## begin Passage to read

When Are Tax Returns Due for Individuals in Australia - CapitalQ

When Are Tax Returns Due for Individuals in Australia


Hi Folks

Duncan here from CapitalQ.

So this is the first of a series I will do regarding when all the different tax return types are due for lodgement.

And in this video we will be discussing when income tax returns for individual taxpayers are due.

Now if you have other elements to your business or investment structure. Including companies, trusts, partnerships, etc then different dates may well apply to them and you should see our specific videos for those entity types.

Also, unfortunately as is always the case when it comes to tax in Australia (and often around the world), there are numerous exceptions to the primary rules, including if you have outstanding prior year returns or otherwise a bad lodgement history, amongst others.

So what I am about to discuss applies to the majority of people, but you should always seek personalised, specialists advice for your own unique circumstances.

Having said all that, if you plan to lodge your own tax return and you are an individual tax payer, generally it will be due on 31 October! Being 4 months after the end of the financial year, which of course in Australia ends on 30 June.

If however you lodge through an Accountant, you have much, much longer, which I will discuss further in just a few moments.

But for now, sticking with self-lodgement, assuming you get it through the ATO system without any hiccups, you can generally expect to receive your Notice of Assessment within 2 weeks (though it can take longer).

And if you are lucky enough to be receiving a refund, it will generally follow the notice of assessment within a couple of days.

If however you have tax to pay …

The Notice of Assessment will tell you when payment is due …

And you can expect that to be around 2 to 3 weeks after the day the Notice of Assessment is issued.

So what’s the difference if you use an Accountant?

Well most people will be granted an extension all the way to 15 May of the following year (so to confirm, that is almost an entire 11 months after the tax year ended).

The time frames for the issuing of your Notice of Assessment is quoted as being the same, being 2 weeks from the date of lodgement, though in practice the chances of a hiccup are greatly reduced, and actual turnaround time at the ATO tends to be faster based on anecdotal evidence.

There are also some earlier due dates for individuals with large incomes and / or large tax bills, but they are still all well after 31 October which would apply if they attempted their returns themselves. The primary one being 31 March, so if you usually pay a lot of tax at tax time, this probably applies to you.

The due date for payment (if you have to make one) depends on when you lodged.

## end Passage to read
## begin Extracted information

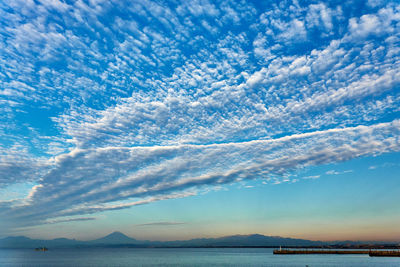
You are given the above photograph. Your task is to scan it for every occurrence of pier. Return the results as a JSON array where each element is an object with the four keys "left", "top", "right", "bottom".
[
  {"left": 274, "top": 249, "right": 400, "bottom": 257},
  {"left": 274, "top": 249, "right": 370, "bottom": 255}
]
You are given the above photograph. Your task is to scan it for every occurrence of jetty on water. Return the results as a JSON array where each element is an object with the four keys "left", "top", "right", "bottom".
[
  {"left": 274, "top": 249, "right": 400, "bottom": 257},
  {"left": 274, "top": 249, "right": 369, "bottom": 254}
]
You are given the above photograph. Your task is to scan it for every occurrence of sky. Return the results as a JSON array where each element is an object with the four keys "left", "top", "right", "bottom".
[{"left": 0, "top": 0, "right": 400, "bottom": 241}]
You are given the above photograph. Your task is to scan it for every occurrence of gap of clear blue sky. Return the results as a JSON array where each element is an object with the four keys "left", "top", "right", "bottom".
[{"left": 0, "top": 0, "right": 400, "bottom": 241}]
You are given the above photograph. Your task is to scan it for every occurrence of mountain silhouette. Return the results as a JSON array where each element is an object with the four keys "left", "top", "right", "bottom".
[{"left": 0, "top": 232, "right": 387, "bottom": 248}]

## end Extracted information

▶ **Things to do**:
• a. Translate this sentence from the text on Australian tax return due dates into Spanish: "And if you are lucky enough to be receiving a refund, it will generally follow the notice of assessment within a couple of days."
• b. Print the part of the text on Australian tax return due dates starting at "Duncan here from" and ending at "taxpayers are due.".

▶ **Results of the tasks**:
• a. Y si tiene la suerte de recibir un reembolso, por lo general llegará dentro de un par de días después del aviso de liquidación.

• b.
Duncan here from CapitalQ.

So this is the first of a series I will do regarding when all the different tax return types are due for lodgement.

And in this video we will be discussing when income tax returns for individual taxpayers are due.